— START OF Record extracts —
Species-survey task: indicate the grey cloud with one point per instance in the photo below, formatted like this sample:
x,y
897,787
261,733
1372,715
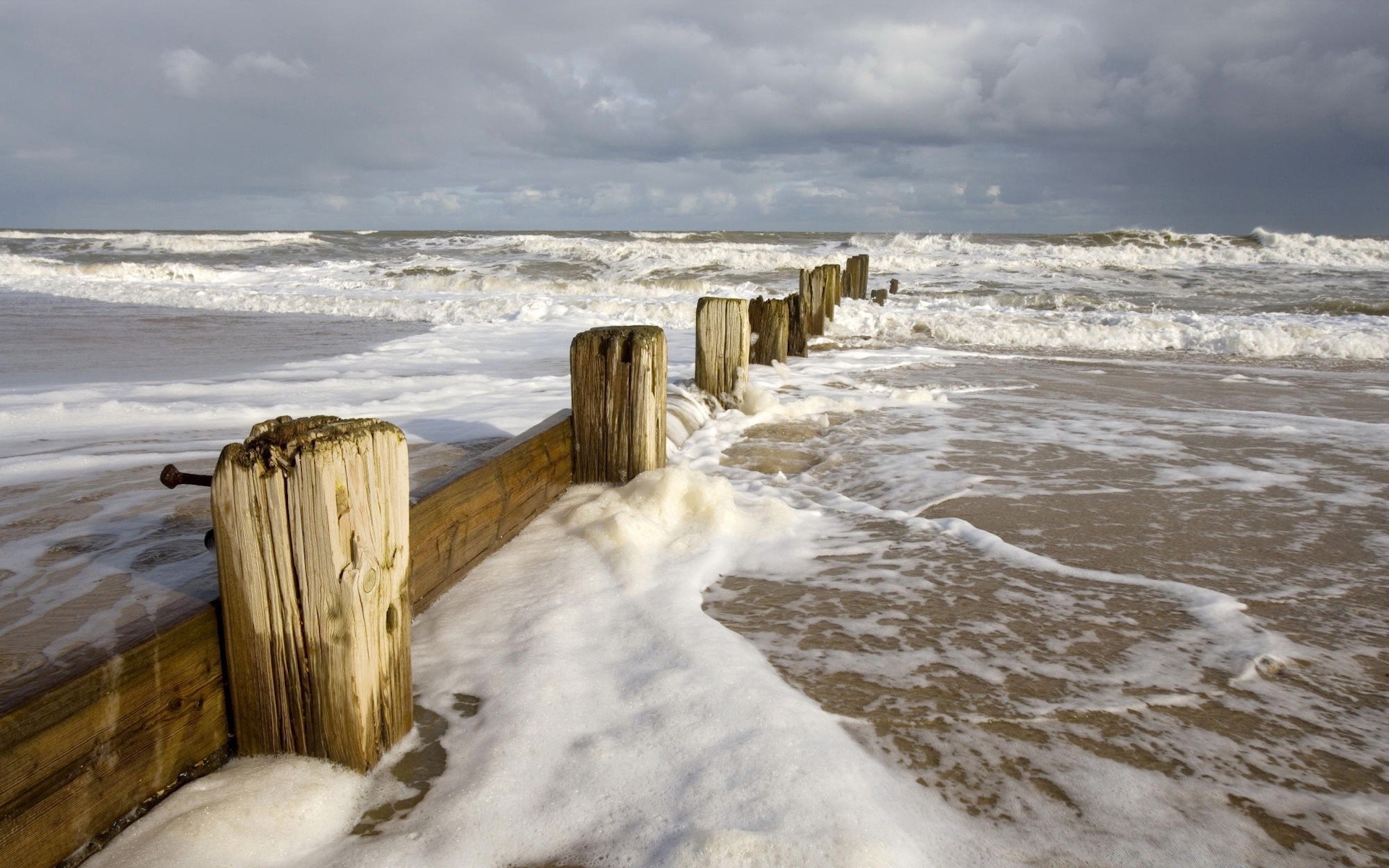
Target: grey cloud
x,y
877,116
— END OF Record extracts —
Copy all of the data above word for word, but leave out the picture.

Complete answer:
Species-survey task: indicate the grey cloud with one point per instance in the photo below, formatted like this sample:
x,y
897,787
261,733
1372,715
Target: grey cloud
x,y
877,116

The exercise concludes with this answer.